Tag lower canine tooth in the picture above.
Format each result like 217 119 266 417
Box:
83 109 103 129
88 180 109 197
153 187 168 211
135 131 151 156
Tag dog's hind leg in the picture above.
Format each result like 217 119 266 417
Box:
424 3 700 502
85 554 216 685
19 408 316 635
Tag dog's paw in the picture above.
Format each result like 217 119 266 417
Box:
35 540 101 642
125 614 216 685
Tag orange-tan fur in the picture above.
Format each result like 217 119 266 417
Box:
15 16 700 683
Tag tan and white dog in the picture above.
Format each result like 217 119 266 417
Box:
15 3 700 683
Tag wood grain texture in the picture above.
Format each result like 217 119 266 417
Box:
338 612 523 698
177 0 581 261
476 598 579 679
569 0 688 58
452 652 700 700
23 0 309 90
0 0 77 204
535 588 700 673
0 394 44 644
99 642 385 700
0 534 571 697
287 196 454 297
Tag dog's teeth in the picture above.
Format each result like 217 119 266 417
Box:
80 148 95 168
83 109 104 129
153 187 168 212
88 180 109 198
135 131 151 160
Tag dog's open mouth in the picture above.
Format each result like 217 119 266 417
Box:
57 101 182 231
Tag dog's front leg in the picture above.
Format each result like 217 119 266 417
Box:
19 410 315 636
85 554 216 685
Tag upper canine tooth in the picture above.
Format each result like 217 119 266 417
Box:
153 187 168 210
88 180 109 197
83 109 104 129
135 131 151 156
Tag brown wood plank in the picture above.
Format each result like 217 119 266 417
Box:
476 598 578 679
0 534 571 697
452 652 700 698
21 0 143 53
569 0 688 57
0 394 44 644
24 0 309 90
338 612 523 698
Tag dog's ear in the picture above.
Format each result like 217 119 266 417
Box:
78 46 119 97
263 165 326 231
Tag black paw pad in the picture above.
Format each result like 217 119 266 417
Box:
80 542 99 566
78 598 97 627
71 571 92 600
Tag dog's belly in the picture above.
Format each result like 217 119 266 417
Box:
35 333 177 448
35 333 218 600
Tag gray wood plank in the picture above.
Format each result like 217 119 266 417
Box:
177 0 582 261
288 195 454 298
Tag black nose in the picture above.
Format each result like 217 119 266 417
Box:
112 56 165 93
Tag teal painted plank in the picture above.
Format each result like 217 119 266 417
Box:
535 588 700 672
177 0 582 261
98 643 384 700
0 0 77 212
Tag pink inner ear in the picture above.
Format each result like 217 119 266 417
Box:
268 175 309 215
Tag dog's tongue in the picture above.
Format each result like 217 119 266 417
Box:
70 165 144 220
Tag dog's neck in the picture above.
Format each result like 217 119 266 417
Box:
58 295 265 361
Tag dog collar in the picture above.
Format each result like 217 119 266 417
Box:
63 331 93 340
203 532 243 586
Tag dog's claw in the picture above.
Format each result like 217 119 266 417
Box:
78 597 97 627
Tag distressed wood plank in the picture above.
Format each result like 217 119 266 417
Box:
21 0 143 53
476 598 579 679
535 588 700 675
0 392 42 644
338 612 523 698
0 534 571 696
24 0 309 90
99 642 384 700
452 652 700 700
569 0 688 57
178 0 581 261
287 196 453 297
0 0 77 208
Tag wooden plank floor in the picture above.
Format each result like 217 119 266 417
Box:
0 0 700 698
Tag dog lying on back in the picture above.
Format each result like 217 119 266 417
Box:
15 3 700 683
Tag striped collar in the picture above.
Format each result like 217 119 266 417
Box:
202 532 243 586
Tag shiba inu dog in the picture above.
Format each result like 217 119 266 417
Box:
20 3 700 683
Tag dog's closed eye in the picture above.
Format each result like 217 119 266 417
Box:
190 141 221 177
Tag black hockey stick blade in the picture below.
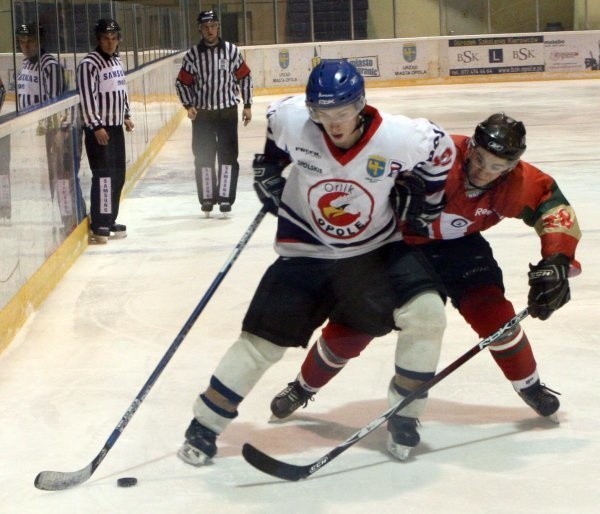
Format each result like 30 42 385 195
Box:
242 309 529 481
33 207 268 491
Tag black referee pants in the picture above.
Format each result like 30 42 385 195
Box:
85 125 125 230
192 105 240 205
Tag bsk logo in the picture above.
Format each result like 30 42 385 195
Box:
456 50 479 64
488 48 504 63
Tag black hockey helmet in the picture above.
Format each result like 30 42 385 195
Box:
94 18 121 36
198 11 219 25
473 112 527 161
15 21 44 39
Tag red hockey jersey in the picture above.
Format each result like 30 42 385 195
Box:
405 135 581 274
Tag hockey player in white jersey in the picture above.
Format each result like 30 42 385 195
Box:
178 60 455 466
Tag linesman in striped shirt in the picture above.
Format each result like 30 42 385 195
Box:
15 23 64 112
0 74 12 220
15 22 76 226
77 19 134 244
175 11 252 217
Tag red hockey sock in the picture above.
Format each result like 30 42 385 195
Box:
300 322 373 392
459 286 537 381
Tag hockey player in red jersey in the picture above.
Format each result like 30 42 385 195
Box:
178 60 455 466
271 113 581 444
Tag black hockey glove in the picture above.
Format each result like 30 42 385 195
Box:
252 154 285 216
392 172 425 221
392 172 444 237
528 253 571 320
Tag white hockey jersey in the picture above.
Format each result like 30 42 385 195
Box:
267 96 455 259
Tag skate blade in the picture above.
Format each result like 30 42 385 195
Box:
267 414 290 425
387 435 412 462
177 441 211 467
88 234 108 245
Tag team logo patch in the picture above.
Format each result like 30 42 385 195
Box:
279 50 290 70
367 155 386 178
390 161 406 175
402 43 417 62
543 209 574 230
308 180 374 239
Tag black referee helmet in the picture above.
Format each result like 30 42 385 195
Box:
94 18 121 36
15 21 44 39
198 11 219 25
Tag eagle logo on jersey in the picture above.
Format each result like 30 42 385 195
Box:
308 180 373 239
543 205 573 230
367 155 386 178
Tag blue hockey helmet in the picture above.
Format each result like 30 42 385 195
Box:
473 112 527 161
306 59 366 114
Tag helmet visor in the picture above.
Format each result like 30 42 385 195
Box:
307 98 366 125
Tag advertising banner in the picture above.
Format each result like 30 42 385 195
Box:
448 35 545 77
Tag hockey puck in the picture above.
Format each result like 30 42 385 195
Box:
117 477 137 487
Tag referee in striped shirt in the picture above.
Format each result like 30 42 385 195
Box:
15 23 64 112
175 11 252 217
77 19 134 244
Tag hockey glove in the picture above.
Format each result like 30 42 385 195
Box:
252 154 285 216
392 172 445 237
528 253 571 320
392 172 425 221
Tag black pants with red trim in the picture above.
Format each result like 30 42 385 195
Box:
85 125 125 230
192 106 240 205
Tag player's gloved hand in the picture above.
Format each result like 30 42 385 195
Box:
528 253 571 320
391 171 425 221
391 172 445 237
252 154 285 216
406 202 445 237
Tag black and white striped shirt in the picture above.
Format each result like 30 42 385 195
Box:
77 48 130 129
17 50 63 110
0 79 6 111
175 39 252 110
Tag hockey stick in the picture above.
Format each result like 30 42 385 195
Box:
242 309 529 481
34 207 268 491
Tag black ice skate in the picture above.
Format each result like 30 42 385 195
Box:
387 415 421 461
109 223 127 239
271 380 314 419
518 380 560 423
89 227 110 245
177 418 217 466
200 200 213 218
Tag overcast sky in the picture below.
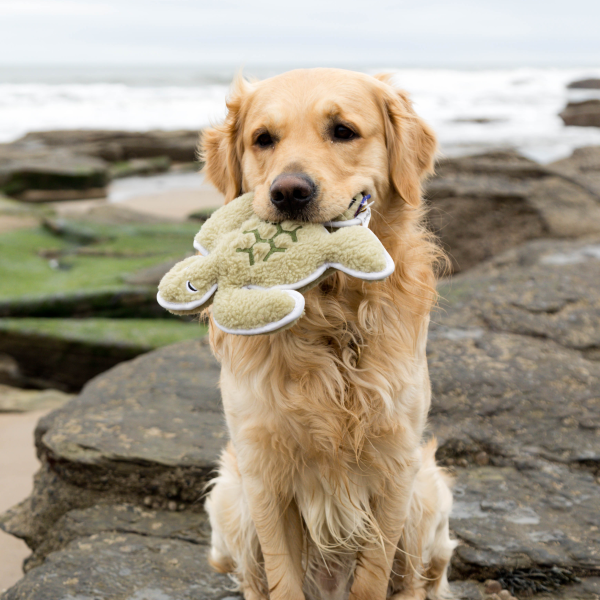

* _What is expected_: Show each line from the entries above that contains the word "collar".

* _Result below_:
Tag dog collar in the picture above.
Tag striped collar in the picture above.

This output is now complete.